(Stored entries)
- - - - - - -

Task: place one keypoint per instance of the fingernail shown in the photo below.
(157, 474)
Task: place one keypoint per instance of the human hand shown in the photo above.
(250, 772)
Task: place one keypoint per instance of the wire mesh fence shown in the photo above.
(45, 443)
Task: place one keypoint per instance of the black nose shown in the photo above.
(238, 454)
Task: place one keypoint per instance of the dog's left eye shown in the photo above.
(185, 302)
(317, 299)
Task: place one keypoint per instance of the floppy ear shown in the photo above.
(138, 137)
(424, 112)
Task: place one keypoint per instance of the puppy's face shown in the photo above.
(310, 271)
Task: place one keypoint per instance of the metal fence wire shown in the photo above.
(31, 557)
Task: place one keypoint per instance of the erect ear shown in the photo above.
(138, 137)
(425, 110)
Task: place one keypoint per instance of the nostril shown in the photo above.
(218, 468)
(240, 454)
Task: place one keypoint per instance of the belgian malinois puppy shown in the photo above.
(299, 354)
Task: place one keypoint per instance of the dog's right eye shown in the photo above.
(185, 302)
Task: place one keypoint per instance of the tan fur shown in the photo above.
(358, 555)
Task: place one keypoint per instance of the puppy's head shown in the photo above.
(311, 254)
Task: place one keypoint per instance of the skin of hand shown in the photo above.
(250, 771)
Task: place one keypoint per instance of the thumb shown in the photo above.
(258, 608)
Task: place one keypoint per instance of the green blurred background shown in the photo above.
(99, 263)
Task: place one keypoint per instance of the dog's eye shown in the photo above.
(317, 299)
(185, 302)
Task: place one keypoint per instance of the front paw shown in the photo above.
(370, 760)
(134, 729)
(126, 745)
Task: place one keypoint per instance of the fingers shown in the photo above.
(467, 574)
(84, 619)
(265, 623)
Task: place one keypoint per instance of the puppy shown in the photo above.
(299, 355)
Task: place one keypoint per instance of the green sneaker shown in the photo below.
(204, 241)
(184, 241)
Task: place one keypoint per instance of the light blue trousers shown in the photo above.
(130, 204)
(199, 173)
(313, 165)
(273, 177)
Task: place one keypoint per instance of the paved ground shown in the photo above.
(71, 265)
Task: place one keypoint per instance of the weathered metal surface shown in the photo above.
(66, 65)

- - - - - - -

#### Directions
Your answer must be an exact transcription of all the data above.

#### Output of the exercise
Task: place one keypoint per instance of the fingernail shown in the photo below.
(157, 474)
Task: place one keypoint per instance of the human hand shown in the photo above.
(250, 772)
Task: place one keypoint per instance of the wire mesh fence shown in the photo above.
(45, 443)
Task: place one keypoint per instance of the black nose shown in the photo above.
(238, 454)
Task: place one keypoint per instance of the dog's left eye shown in the photo above.
(185, 302)
(317, 299)
Task: place one keypoint per instance of the floppy ear shown in the photo above.
(138, 137)
(424, 112)
Task: place one keypoint per instance of the puppy's face shown in the photo above.
(310, 271)
Task: place one keypoint per instance of the metal fence wire shown in the photo above.
(31, 557)
Task: place one keypoint per instance of the erect ear shown in the photo above.
(138, 137)
(425, 110)
Task: place one keypoint per instance of the nostril shown in the photo above.
(218, 468)
(240, 454)
Task: place one keypoint per instance of the belgian malinois puppy shown in the photo above.
(299, 354)
Task: place one keypoint per instance of the dog's right eye shown in the photo above.
(185, 302)
Task: place one keypoint per instance of the tan fur shown in the photo above.
(358, 555)
Task: place one keypoint per instance of the puppy's head shown in the photo above.
(311, 254)
Task: place one keypoint per instance of the skin of hand shown in the photo above.
(250, 771)
Task: place one keypoint per instance of the thumb shown in the photo above.
(258, 608)
Task: place one keypoint per instance of the green blurred background shown in the photo above.
(99, 263)
Task: place one keypoint per instance of the dog's eye shown in the photo above.
(317, 299)
(185, 302)
Task: place one keypoint per instance of the front paw shown in the photo above.
(370, 760)
(134, 729)
(126, 745)
Task: place one keypoint per instance of the fingers shown in the photo above.
(467, 574)
(84, 619)
(265, 623)
Task: place one keypoint per instance of the puppy shown in the photo above.
(299, 355)
Task: place one keypoint per instance of the green sneaker shown in the photo below.
(204, 241)
(184, 241)
Task: place one keypoint per instance of the light blue trousers shown in the photo above.
(130, 204)
(199, 173)
(313, 165)
(273, 177)
Task: place one keypoint per instance of the paved ground shown in the photo above.
(71, 265)
Task: place one keypoint per instance of the weathered metal surface shown in the photo above.
(66, 65)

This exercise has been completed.